● Task requirements:
**A.** In the article on Terrence McNally's death, who confirmed that he had died?
**B.** Does the article on Terrence McNally's death support each statement below? Answer yes or no, and quote the words from the article that decide it.
(i) McNally's Broadway career began in 1963 with an adaptation of The Lady of Camellias.
(ii) Jake Heggie composed all of the operas for which McNally wrote librettos.
(iii) McNally won his first Tony award for Master Class.
**C.** List every work that the article on Terrence McNally's death names as winning him a Tony award.

● Supplied text:
###

Five-time Tony award-winner Terrence McNally has died from coronavirus-related complications at the age of 81.
The playwright’s death, on March 24, was confirmed by his publicist Matt Polk, who said McNally had been living with chronic inflammatory lung disease following earlier treatment for lung cancer.
A pioneer in bringing gay experience to the mainstream stage, McNally’s Broadway career spanned four decades, beginning in 1963 with his adaptation of The Lady of Camellias. His 1982 play Frankie and Johnny in the Clair de Lune made its second appearance on Broadway in 2019.
He won his first Tony award for his book for Kiss of the Spider Woman in 1993 – adding others with Love! Valour! Compassion! (1995), Master Class (1996) and Ragtime (1998) – and received a lifetime achievement award in 2019.
His other stage work included The Rink, the Pulitzer prize-nominated A Perfect Ganesh and the musicals The Full Monty and Anastasia.
He wrote librettos for four operas, three of them composed by Jake Heggie, including Dead Man Walking and Great Scott.
Among early tributes on social media, Hamilton creator Lin-Manuel Miranda said: “Heartbroken over the loss of Terrence McNally, a giant in our world, who straddled plays and musicals deftly.”
Actor George Takei described McNally as “a legend among legends on Broadway”.

###

● Supplied data:
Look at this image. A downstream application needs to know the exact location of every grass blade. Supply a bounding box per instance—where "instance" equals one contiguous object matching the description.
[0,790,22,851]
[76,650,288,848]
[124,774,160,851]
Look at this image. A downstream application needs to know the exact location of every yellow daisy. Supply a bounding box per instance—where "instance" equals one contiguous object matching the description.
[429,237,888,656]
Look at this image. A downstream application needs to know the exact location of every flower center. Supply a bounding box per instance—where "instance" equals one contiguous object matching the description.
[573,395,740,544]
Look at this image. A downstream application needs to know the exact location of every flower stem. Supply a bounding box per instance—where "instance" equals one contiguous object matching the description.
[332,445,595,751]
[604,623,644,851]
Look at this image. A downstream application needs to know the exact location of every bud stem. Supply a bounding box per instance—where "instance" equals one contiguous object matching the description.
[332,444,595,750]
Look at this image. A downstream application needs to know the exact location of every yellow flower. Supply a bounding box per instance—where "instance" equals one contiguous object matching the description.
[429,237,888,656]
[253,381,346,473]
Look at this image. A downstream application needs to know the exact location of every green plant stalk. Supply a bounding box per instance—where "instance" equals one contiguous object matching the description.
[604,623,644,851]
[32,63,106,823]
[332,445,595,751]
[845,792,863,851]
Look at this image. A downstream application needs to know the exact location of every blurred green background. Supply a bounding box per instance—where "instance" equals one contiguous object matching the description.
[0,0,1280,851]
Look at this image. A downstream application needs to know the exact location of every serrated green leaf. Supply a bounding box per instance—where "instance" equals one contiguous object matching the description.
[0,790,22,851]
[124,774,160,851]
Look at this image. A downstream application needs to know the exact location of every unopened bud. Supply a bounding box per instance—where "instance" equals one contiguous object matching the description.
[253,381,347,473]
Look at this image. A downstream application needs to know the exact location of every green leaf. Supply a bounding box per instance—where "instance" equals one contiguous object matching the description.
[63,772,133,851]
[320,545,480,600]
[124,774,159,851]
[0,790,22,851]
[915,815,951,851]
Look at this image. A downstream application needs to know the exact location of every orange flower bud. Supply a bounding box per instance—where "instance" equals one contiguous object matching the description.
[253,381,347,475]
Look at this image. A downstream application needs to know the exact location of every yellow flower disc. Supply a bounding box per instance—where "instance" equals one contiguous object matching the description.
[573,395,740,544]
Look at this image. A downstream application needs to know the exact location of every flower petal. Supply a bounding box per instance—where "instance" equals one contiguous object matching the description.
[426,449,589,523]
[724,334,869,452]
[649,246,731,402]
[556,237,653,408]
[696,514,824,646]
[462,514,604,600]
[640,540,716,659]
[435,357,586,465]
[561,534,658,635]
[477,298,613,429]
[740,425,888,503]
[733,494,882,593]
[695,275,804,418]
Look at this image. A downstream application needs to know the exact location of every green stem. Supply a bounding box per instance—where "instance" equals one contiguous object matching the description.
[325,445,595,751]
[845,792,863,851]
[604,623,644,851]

###

● Solutions for each task:
**A.** His publicist, Matt Polk.

**B.**
(i) Yes: "beginning in 1963 with his adaptation of The Lady of Camellias"
(ii) No: "He wrote librettos for four operas, three of them composed by Jake Heggie"
(iii) No: "He won his first Tony award for his book for Kiss of the Spider Woman in 1993"

**C.**
Kiss of the Spider Woman
Love! Valour! Compassion!
Master Class
Ragtime